- _OBJECTIVE_
Copy the records below word for word, leaving out the pictures.

- _EXTRACTED RECORDS_
start
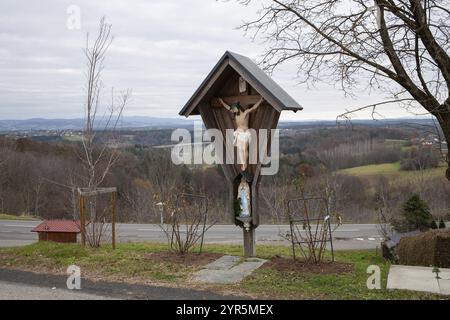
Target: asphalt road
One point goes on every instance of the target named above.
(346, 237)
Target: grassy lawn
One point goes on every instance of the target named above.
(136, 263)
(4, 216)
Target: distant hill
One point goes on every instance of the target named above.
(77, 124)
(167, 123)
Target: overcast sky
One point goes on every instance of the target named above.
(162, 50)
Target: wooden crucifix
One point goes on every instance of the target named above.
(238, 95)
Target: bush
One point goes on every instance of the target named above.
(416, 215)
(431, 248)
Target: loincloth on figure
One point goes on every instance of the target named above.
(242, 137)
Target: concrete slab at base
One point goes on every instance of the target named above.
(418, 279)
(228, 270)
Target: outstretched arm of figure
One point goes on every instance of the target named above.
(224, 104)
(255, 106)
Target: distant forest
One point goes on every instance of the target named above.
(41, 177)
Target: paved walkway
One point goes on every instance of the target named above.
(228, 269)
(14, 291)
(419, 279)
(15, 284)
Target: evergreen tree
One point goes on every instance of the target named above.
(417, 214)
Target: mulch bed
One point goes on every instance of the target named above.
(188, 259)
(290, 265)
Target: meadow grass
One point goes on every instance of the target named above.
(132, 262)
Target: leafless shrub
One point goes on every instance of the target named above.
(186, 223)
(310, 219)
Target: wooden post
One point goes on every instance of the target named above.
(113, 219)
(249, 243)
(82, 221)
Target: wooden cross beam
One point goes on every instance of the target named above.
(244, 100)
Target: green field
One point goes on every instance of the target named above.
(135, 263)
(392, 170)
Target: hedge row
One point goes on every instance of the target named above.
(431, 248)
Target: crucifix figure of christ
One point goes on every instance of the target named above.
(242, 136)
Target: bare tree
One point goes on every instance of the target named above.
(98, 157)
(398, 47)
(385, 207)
end
- _REPLY_
Target: asphalt road
One point goes on every instance of the target named above.
(346, 237)
Target: grassy lawn
One point goes on every instance of the target named above.
(136, 263)
(4, 216)
Target: distant hill
One point goes on every instance of the target named above.
(77, 124)
(167, 123)
Target: overcast sky
One point goes on every instance of the target named above.
(162, 50)
Target: wooden crucifix
One point goes on every instance of the target named above.
(238, 95)
Target: bush
One point goes on every instance of the target named above.
(416, 215)
(431, 248)
Target: loincloth on figure
One point goes on every instance of the target named above.
(242, 137)
Target: concrete slab at base
One point goes on every instance of the target named above.
(418, 279)
(228, 270)
Target: outstretched arm of figure
One point goes on every instance of the target named above.
(224, 104)
(255, 106)
Target: distant forest
One point goes on every instance of the target named above.
(41, 177)
Target: paved walkway
One point goes on every instance of the target named above.
(228, 269)
(14, 291)
(419, 279)
(15, 284)
Target: evergreen tree
One point goes on every instance of the target named above.
(417, 214)
Target: mulch bed
One point goes on every instance of the target named above.
(188, 259)
(290, 265)
Target: meadow grass
One point goes on every instance of the target named above.
(132, 262)
Target: leafless shrub
One point goes on every instance of the target named above.
(186, 223)
(310, 219)
Target: wooden post
One point goes on every instance of the target named above.
(113, 219)
(249, 243)
(82, 221)
Target: wooden cross beam
One point goes on every instance of the target named above.
(244, 100)
Target: green field
One point goes on every instance of the target named above.
(135, 263)
(392, 170)
Target: hedge row
One point goes on every instance of the target named above.
(431, 248)
Target: crucifix figure of christ
One point goes on every instance of the target named above.
(242, 136)
Target: bare tree
One point goes on every instance of the target named above.
(98, 157)
(398, 47)
(385, 207)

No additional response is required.